__TASK OBJECTIVE__
Reproduce every item below word for word, keeping each line unchanged.

__RECORDS FOR THIS TASK__

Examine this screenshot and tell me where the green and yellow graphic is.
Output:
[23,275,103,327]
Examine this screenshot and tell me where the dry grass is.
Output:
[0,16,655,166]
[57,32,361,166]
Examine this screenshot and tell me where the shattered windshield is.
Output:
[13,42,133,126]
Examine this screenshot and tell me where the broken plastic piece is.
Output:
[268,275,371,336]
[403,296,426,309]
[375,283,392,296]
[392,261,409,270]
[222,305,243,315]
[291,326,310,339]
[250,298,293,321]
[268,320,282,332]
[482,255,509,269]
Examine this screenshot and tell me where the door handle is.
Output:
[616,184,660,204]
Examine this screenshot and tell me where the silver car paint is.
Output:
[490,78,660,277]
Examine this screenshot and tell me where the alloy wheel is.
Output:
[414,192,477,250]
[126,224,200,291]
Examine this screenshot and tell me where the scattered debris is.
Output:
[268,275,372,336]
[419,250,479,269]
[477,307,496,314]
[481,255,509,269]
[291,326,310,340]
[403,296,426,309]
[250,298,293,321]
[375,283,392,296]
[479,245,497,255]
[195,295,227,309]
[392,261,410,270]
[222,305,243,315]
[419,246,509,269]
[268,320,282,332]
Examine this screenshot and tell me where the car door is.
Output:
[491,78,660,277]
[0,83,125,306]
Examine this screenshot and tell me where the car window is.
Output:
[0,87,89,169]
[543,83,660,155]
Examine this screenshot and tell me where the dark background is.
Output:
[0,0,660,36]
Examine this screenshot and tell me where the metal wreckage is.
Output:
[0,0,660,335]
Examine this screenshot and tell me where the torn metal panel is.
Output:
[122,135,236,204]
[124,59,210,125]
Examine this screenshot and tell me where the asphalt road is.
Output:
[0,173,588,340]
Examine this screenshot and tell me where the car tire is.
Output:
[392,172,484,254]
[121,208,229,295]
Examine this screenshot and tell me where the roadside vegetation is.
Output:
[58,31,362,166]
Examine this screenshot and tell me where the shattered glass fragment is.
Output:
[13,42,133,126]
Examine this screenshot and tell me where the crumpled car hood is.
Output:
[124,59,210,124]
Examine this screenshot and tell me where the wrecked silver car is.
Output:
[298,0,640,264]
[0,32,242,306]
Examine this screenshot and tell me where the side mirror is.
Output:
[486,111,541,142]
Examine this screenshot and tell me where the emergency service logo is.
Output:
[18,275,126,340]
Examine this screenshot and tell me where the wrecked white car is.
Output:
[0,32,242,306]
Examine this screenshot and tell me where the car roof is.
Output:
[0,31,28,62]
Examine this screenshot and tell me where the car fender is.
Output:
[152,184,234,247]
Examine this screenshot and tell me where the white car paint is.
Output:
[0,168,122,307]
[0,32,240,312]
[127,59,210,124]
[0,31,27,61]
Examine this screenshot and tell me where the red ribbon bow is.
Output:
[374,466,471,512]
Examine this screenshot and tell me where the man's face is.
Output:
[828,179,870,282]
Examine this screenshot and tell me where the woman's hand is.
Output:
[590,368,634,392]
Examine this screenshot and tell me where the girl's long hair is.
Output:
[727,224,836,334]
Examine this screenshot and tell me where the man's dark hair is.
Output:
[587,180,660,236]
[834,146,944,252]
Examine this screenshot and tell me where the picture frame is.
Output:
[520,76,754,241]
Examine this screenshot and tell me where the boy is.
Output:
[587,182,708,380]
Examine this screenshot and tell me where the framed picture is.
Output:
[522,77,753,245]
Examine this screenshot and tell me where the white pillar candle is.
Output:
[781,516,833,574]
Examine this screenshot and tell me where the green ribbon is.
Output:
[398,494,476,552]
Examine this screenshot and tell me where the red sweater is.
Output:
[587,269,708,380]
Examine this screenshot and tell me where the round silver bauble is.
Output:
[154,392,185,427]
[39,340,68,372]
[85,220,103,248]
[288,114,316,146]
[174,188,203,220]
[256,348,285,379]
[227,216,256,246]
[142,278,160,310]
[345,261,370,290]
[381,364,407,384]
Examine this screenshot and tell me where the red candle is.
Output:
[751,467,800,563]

__EXERCISE OUTPUT__
Examine this screenshot and tell me where the green and yellow graphic is.
Output:
[23,275,103,327]
Examine this screenshot and tell me where the dry grass is.
Output:
[0,16,655,166]
[57,32,361,166]
Examine this screenshot and tell me where the shattered windshield is.
Output:
[13,42,133,126]
Examine this screenshot and tell me where the broken plastic piece is.
Output:
[268,275,371,336]
[403,296,426,309]
[375,283,392,296]
[392,261,409,270]
[222,305,243,315]
[291,326,310,339]
[250,298,293,321]
[268,320,282,332]
[482,255,509,269]
Examine this screenshot and tell me where the door handle is.
Output:
[616,184,660,204]
Examine this screenshot and tell me where the silver car paint is.
Output:
[490,78,660,277]
Examine this screenshot and tell me where the alloy wheel is.
Output:
[414,192,477,250]
[126,224,200,291]
Examine this screenshot and tell me where the scattered debris is.
Output:
[268,275,372,336]
[419,250,479,269]
[477,307,496,314]
[481,255,509,269]
[291,326,310,340]
[403,296,426,309]
[250,298,293,321]
[375,283,392,296]
[479,245,497,255]
[195,295,227,309]
[392,261,410,270]
[222,305,243,315]
[419,246,509,269]
[268,320,282,332]
Examine this screenshot and tell me where the car door is.
Output:
[491,78,660,277]
[0,83,125,306]
Examine this screenshot and tell me where the car window is.
Output:
[0,87,89,169]
[543,83,660,155]
Examine this screenshot and tell me where the dark background is.
Output:
[0,0,660,36]
Examine this screenshot and tell me where the metal wreckage is.
Output:
[0,0,660,335]
Examine this screenshot and tell me where the torn metal panel is.
Output:
[122,135,236,204]
[124,59,210,125]
Examine this screenshot and tell me where the asphalt road is.
Output:
[0,173,588,340]
Examine this screenshot and tell me where the car tire is.
Output:
[392,172,484,254]
[121,208,229,295]
Examine this screenshot and tell me where the roadside vegetation is.
Output:
[58,31,362,166]
Examine this screenshot and tell me where the shattered glass fragment is.
Output:
[13,42,133,126]
Examine this screenshot and tell me where the crumpled car hood is.
Output:
[124,59,210,124]
Examine this screenshot and tell me where the wrecked silver car is.
Output:
[298,0,640,264]
[0,32,242,306]
Examine this screenshot and tell me where the side mirror is.
Output:
[486,111,541,142]
Examine this screenshot and tell me where the emergency service logo is.
Output:
[18,275,126,340]
Examine this screenshot and tell me where the wrecked white car is.
Output:
[0,32,242,306]
Examine this screenshot and tell me where the car roof is.
Output:
[0,31,28,62]
Examine this screenshot and tell me where the car fender is.
Output:
[152,184,234,247]
Examine this screenshot and tell me where the white car paint is.
Output:
[0,168,122,307]
[0,32,240,312]
[127,59,210,124]
[0,31,27,61]
Examine this screenshot and tell me where the red ribbon bow is.
Output:
[374,466,471,512]
Examine this screenshot and tell me where the man's face is.
Output:
[828,179,870,282]
Examine this screenshot and tell me where the woman's hand is.
Output:
[590,368,634,392]
Examine this screenshot and tell me where the girl's long hair is.
Output:
[727,224,836,334]
Examine this screenshot and tell me where the man's dark hair is.
Output:
[587,180,660,236]
[834,146,944,252]
Examine this screenshot and tell me where the picture frame is.
Output:
[520,76,754,241]
Examine this screenshot and tell me where the boy is.
Output:
[587,182,708,380]
Examine this screenshot and tell me where the framed picture is.
Output:
[522,77,753,245]
Examine this screenshot and tell me where the white pillar candle is.
Output:
[781,516,833,574]
Examine this screenshot and tell me where the green ribbon is.
Output:
[398,494,476,552]
Examine this screenshot and tell me where the red sweater is.
Output:
[587,269,708,380]
Examine this screenshot and tell me where the round silver bauble is.
Output:
[154,392,185,427]
[39,340,68,372]
[85,220,103,248]
[288,114,316,146]
[174,188,203,220]
[256,348,285,379]
[227,216,256,246]
[142,278,160,310]
[345,261,370,290]
[381,364,407,384]
Examine this screenshot and tell me where the red candle is.
Output:
[751,467,800,563]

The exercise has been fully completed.